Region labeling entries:
····················

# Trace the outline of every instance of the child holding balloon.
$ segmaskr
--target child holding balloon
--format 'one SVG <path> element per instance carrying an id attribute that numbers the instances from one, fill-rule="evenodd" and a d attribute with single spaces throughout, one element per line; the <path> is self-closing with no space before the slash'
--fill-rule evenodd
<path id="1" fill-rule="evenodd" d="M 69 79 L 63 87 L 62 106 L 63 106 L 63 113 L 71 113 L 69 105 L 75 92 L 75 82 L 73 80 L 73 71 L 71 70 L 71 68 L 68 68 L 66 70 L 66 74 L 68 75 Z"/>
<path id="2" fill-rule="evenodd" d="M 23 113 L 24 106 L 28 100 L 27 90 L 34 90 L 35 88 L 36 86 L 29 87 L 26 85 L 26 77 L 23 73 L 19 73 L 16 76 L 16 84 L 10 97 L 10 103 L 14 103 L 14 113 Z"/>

····················

[REQUIRED TASK]: Report each line of the material that contains the string "rule".

[RESPONSE]:
--format 'one SVG <path> element per instance carrying an id attribute that numbers the instances from one, fill-rule="evenodd" and a d attribute with single spaces throughout, one element per line; the <path> is self-closing with no space before the slash'
--fill-rule evenodd
<path id="1" fill-rule="evenodd" d="M 69 79 L 63 87 L 62 106 L 63 106 L 63 113 L 71 113 L 69 105 L 75 92 L 75 82 L 73 80 L 73 71 L 71 70 L 71 68 L 68 68 L 66 70 L 66 74 L 68 75 Z"/>
<path id="2" fill-rule="evenodd" d="M 23 113 L 24 106 L 28 100 L 27 90 L 34 90 L 35 88 L 36 86 L 29 87 L 26 85 L 26 77 L 23 73 L 19 73 L 16 76 L 16 84 L 10 97 L 10 103 L 14 103 L 14 113 Z"/>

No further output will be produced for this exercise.